Excerpted records:

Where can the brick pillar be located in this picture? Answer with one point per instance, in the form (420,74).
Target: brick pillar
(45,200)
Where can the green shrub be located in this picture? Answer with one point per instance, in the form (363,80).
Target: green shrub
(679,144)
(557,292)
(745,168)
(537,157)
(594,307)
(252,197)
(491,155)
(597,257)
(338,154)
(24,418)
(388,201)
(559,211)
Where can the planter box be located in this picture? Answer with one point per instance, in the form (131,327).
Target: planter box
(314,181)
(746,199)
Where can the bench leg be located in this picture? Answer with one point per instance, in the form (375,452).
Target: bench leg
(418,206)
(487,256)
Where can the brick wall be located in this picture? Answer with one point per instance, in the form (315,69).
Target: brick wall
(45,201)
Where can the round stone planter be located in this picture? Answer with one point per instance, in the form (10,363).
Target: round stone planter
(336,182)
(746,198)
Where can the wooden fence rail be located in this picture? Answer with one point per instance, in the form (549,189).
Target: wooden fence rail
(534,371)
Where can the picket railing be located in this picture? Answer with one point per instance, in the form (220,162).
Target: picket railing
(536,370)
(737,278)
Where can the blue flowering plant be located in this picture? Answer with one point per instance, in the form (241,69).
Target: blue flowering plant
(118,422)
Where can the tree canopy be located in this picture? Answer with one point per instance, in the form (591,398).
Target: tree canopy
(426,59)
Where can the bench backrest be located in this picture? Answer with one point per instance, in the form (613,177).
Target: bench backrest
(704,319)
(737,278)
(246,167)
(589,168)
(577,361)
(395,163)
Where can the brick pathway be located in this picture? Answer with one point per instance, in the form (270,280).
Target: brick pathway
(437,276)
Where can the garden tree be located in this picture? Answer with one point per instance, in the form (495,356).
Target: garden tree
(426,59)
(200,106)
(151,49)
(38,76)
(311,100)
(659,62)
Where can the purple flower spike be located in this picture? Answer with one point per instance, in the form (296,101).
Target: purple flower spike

Task brief: From the records above, copy every line that holds the word "purple".

Output of the exercise:
Where can the purple flower spike be located in this picture? Answer with one point per instance, in the form (296,101).
Target: purple flower spike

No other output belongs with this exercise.